OBJECTIVE:
Can you rewrite every row below with "drop a point" replaced by "place a marker", changing nothing else and leaving out the pictures?
BEGIN EXERCISE DATA
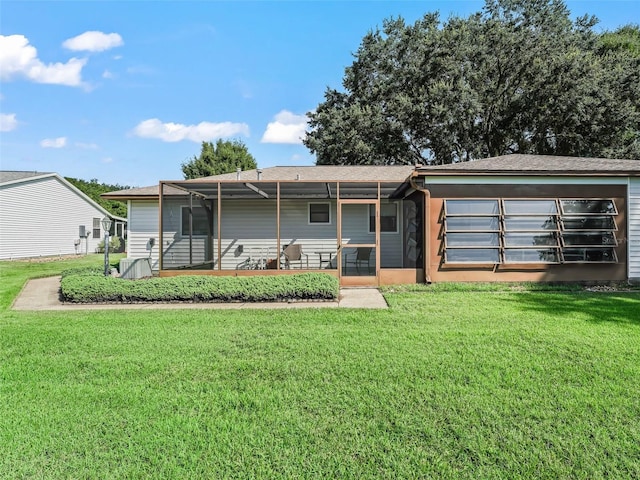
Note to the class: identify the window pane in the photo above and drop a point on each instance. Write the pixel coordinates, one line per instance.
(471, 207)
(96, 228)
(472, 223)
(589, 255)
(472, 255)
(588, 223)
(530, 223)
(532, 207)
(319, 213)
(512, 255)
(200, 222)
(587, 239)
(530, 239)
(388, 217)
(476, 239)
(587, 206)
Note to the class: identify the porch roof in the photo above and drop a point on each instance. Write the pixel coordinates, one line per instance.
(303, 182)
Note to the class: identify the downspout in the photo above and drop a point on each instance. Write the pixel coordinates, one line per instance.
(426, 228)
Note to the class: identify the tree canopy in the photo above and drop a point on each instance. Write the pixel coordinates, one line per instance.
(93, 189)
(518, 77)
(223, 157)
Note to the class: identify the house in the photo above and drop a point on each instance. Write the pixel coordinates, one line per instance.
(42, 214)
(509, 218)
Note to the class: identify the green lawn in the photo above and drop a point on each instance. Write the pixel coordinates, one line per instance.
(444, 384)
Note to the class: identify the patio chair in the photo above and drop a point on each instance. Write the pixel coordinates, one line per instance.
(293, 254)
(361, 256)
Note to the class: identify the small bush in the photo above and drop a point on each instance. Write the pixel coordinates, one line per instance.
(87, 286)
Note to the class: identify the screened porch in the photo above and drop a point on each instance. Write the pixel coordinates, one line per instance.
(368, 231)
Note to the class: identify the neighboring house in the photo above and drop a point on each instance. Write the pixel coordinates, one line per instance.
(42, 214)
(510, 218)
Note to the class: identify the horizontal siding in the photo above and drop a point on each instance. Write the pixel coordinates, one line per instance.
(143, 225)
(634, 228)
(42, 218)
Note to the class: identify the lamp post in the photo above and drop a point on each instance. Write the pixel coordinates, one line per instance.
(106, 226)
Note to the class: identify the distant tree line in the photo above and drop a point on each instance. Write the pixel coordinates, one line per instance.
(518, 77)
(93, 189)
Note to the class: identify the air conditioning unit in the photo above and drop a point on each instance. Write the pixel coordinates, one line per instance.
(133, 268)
END EXERCISE DATA
EXERCISE RESULT:
Note to the class: identify the window pane in the photo above and place a marker on each instance. Write the pixel coordinates, one line per instance.
(471, 207)
(96, 228)
(472, 223)
(589, 255)
(472, 255)
(588, 223)
(530, 223)
(532, 207)
(319, 213)
(512, 255)
(200, 222)
(587, 239)
(530, 239)
(388, 217)
(476, 239)
(587, 206)
Note to the class: identify the porch roof in the photo above and place a marker on each instance. Write the pixel coordinates, one line per instance.
(303, 182)
Note to the class: identify the downspout in the photo above and place a marker on each instance. Write the pixel coordinates, one line per instance.
(426, 228)
Note to the class: identify the tree canopy in the photo above and place a marker on each instance. Write the pixel coordinates, one line per instance.
(93, 189)
(518, 77)
(223, 157)
Note to the class: identify the house in the photo above and place a marker on each instance. Write the pixel coordinates, one line per instance.
(42, 214)
(509, 218)
Note to the class: identify the green lawn in the photo above and place a marker on each instance. Write the pixel coordinates, one line per instance.
(444, 384)
Note to the class: identify the patio chair in the photo above and place a marker on each instance. Write the pixel coordinates, one line per instance.
(293, 254)
(361, 256)
Note to the class: identify the small bush in the photo above and place a marker on each instance. Write the pixel coordinates, one line per instance.
(87, 286)
Note to the class: identify the screened porch in the photo above and place a marker on each instance. Write the pixel coordinates, one line per instance.
(368, 231)
Note to the class: identify the neighboring house in the photo above and place a marker on each instance. Write the pixel coordinates, one line per instance.
(42, 214)
(510, 218)
Note to the class: identify the horizontal siding in the photo above and place a marker on each instance. Write the pixel coordinates, one line per instance.
(143, 225)
(634, 228)
(42, 218)
Note to the class: identify the lamp post in the photo above and place a marker on each instance. Write the pixel coordinates, one line per instance.
(106, 226)
Note to the class: identify the distant tree line in the photo above and place a marker on each instance. Write the pixel coordinates, one line per instance.
(518, 77)
(93, 189)
Note to the class: identify the air conditioning unit in the photo above and place a marker on each instance. Write the pixel coordinates, one line per instance.
(133, 268)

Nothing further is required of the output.